=== PAGE TEXT ===
A fee is however levied essentially for 332 services rendered and as such there
is an element of quid pro quo between the person paying the fee and the public
authority imposing the same. It has been further indicated that whenever there
is any compulsoty exaction of any money from a citizen, there must be a
specific provision for imposition of such tax and/or fee. There is no room for
any intendment for imposition of compulsory payment. whenever there is any
compulsory exaction of money from a citizen, nothing is to be read and nothing
is to be implied. One should look fairly at the language used. The High Court
has also referred to another decision of the Court in the case of Delhi
Municipal Corporation v. Mohd. Yasin, AIR 1983 SC 617 wherein the compulsory
nature of exaction by way of tax and fee partaking the character of tax has
been reiterated and it has been held that there is no generic difference
between tax and fee though broadly a tax is compulsory exaction as part of a
common burden without promise of any special advantages to classes of tax
payers whereas a fee is a payment for services rendered or benefit provided or
privilege conferred. The High Court has held that since there is no express
provision for imposition of fee and the State Government has not delegated any
such power to the Development Authority to impose fees for development, the
regulations framed for such imposition of fees and the demands made therefore
are wholly unauthorised and illegal.

=== EXERCISE INPUTS ===
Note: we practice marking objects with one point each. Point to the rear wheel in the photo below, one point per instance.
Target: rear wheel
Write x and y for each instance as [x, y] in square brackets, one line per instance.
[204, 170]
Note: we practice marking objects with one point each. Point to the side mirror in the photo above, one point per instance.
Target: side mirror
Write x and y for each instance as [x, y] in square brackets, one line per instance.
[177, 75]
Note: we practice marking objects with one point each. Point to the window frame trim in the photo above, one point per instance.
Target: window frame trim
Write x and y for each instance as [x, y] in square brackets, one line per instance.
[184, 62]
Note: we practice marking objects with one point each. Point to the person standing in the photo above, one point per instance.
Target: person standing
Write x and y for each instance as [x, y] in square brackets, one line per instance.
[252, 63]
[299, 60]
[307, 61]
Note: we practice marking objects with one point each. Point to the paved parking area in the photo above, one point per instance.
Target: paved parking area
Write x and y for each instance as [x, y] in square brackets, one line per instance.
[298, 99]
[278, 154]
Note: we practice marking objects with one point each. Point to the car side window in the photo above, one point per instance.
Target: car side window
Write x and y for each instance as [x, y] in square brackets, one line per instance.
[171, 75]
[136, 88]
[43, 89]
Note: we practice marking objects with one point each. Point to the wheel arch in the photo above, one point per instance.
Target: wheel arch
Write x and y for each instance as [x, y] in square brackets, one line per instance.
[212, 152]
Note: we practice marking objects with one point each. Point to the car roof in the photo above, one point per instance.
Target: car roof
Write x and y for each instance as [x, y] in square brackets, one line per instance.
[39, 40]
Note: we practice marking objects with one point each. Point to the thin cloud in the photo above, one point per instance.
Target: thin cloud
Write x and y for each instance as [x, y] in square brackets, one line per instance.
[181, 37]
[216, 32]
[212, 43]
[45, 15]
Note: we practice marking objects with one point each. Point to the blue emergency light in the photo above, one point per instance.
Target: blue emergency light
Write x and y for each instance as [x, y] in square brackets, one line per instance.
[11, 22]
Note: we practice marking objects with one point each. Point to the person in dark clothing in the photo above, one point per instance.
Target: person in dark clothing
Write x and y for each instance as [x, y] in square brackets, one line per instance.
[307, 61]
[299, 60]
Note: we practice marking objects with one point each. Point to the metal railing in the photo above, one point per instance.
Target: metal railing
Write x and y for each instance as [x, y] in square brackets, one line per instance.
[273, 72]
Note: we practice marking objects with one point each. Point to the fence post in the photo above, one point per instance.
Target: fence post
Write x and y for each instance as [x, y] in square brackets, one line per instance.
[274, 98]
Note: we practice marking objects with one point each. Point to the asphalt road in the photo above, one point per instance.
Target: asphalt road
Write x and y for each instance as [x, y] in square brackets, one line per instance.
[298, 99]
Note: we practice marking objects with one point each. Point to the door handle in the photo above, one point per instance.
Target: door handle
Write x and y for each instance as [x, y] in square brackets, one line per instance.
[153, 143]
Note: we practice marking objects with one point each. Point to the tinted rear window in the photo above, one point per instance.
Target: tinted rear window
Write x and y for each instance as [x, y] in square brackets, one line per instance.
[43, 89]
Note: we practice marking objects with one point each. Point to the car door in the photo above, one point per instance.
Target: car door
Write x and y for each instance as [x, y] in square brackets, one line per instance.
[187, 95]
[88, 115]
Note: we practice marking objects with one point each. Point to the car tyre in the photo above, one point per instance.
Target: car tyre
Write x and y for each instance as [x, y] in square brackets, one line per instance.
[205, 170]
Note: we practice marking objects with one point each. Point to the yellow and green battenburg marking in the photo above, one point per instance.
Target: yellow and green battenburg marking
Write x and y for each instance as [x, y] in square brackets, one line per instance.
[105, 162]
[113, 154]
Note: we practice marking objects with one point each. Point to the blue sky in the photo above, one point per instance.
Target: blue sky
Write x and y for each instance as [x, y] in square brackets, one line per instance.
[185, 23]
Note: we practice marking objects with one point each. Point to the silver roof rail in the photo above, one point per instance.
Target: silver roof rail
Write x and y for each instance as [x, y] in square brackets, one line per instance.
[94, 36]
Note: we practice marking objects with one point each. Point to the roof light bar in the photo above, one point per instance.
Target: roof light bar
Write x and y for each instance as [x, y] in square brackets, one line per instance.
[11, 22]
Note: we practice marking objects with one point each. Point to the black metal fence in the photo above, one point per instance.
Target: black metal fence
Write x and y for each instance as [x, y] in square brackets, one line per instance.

=== WHAT YOU NEED TO DO ===
1. In the passage on fees and taxes, which case did the High Court cite on the compulsory nature of tax and fee?
2. Please count the lines in the rows that contain the word "green". Reply with the number alone.

=== TASK-BY-TASK SOLUTIONS ===
1. Delhi Municipal Corporation v. Mohd. Yasin, AIR 1983 SC 617.

2. 2